━━━ Raw records ━━━
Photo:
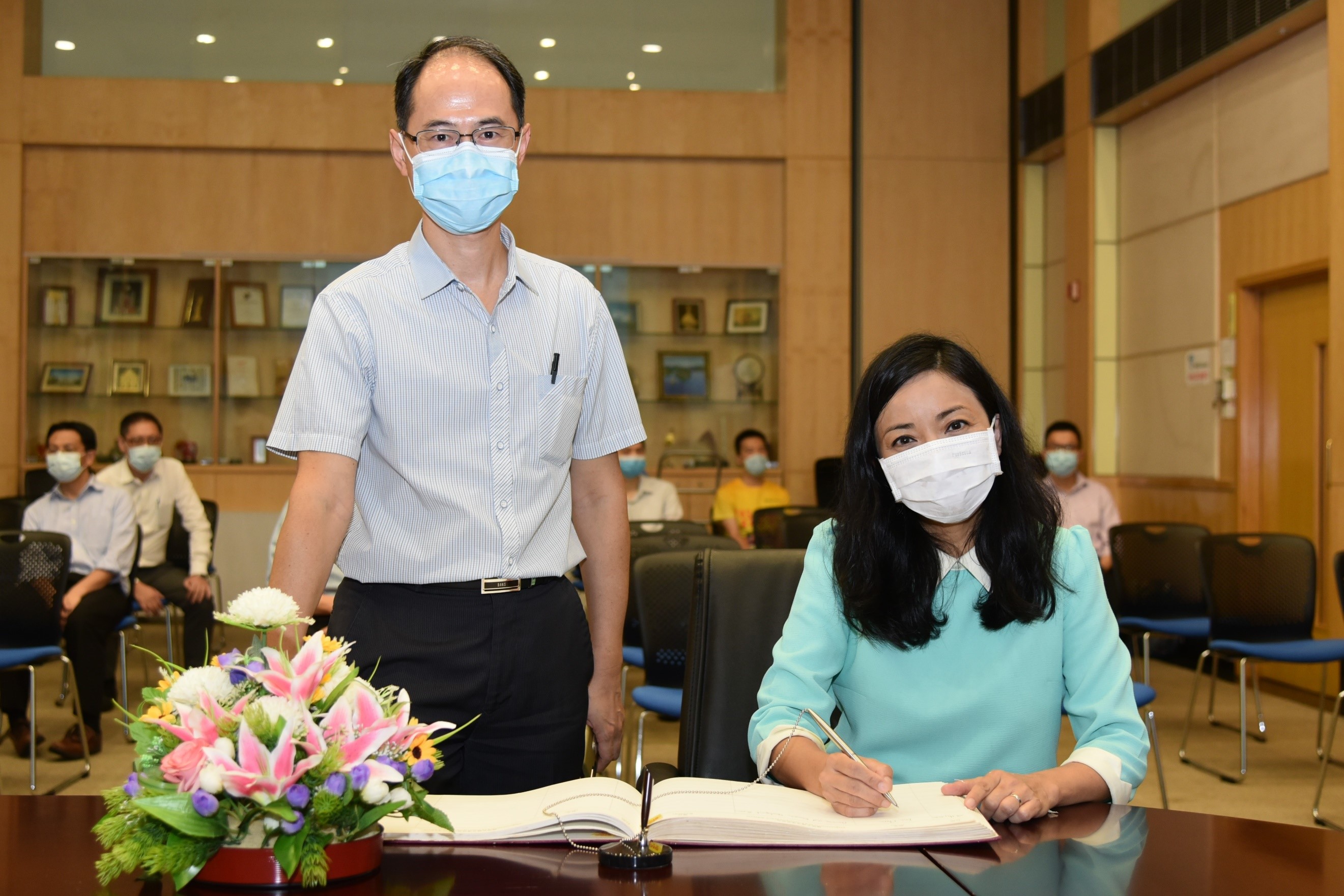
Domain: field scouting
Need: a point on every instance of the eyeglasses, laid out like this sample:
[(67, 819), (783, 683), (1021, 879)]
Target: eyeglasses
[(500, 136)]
━━━
━━━ Raw records ━━━
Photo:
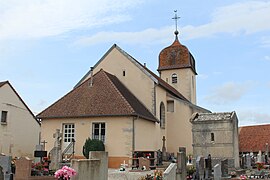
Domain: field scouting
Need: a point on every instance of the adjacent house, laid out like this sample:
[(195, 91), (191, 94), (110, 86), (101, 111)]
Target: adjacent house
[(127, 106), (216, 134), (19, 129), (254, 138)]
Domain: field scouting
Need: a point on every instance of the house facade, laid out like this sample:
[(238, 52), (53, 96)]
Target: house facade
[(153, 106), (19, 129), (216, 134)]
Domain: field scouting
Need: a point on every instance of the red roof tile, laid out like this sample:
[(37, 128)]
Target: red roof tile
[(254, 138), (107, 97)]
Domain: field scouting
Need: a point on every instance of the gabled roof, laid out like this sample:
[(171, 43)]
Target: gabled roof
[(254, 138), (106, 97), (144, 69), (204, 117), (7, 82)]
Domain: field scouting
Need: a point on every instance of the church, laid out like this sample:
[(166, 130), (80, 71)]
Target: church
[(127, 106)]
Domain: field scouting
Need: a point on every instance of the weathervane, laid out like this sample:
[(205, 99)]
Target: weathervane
━━━
━━━ Raw records ━━━
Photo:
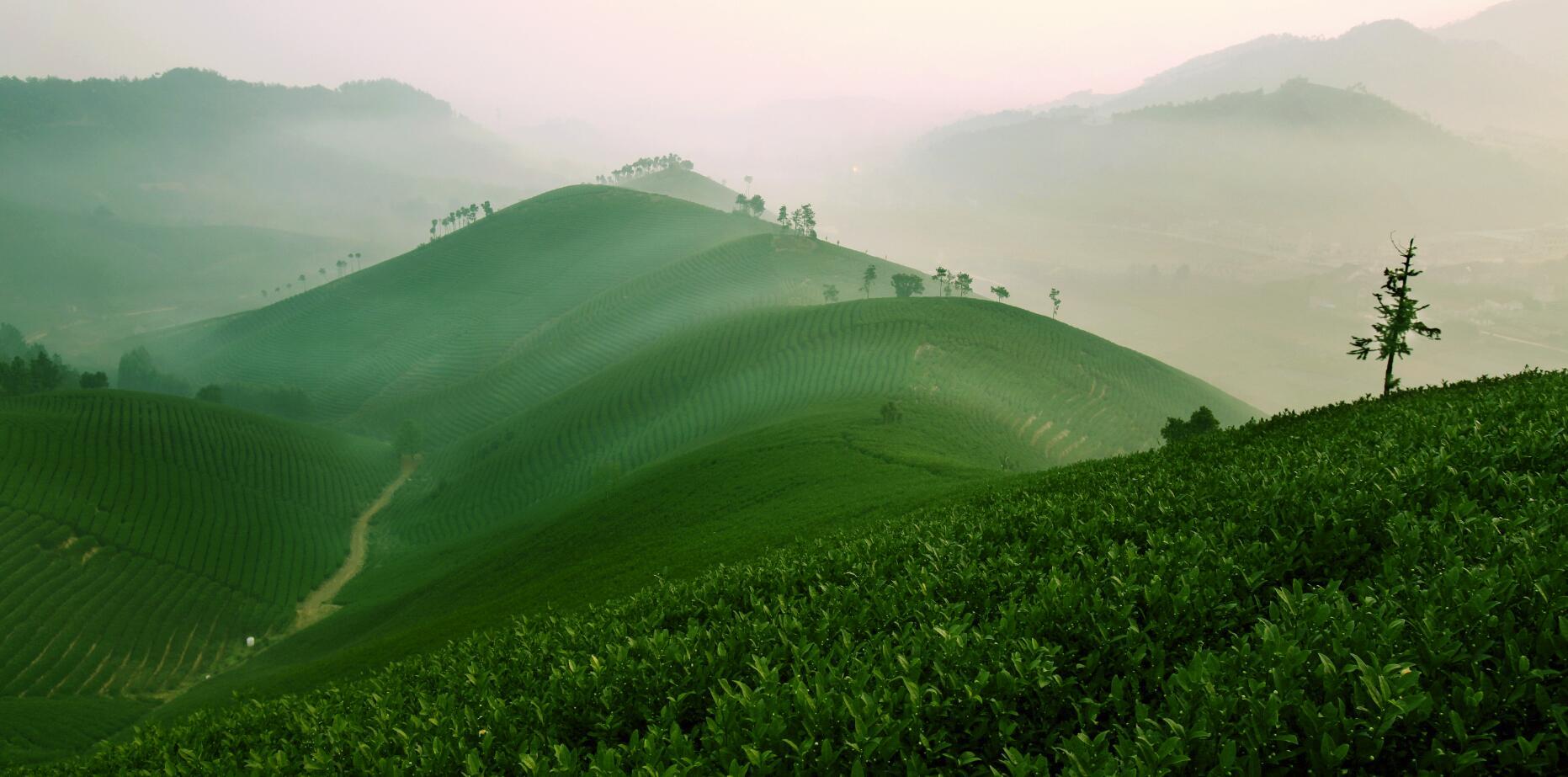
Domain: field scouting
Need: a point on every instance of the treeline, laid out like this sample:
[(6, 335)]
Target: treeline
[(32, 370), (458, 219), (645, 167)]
━━━
◆ What is expected:
List every line of the data above that contains the word "facade".

◆ Response to this task:
Need: a point on every instance of the house facade, laid out like this sample:
Target: house facade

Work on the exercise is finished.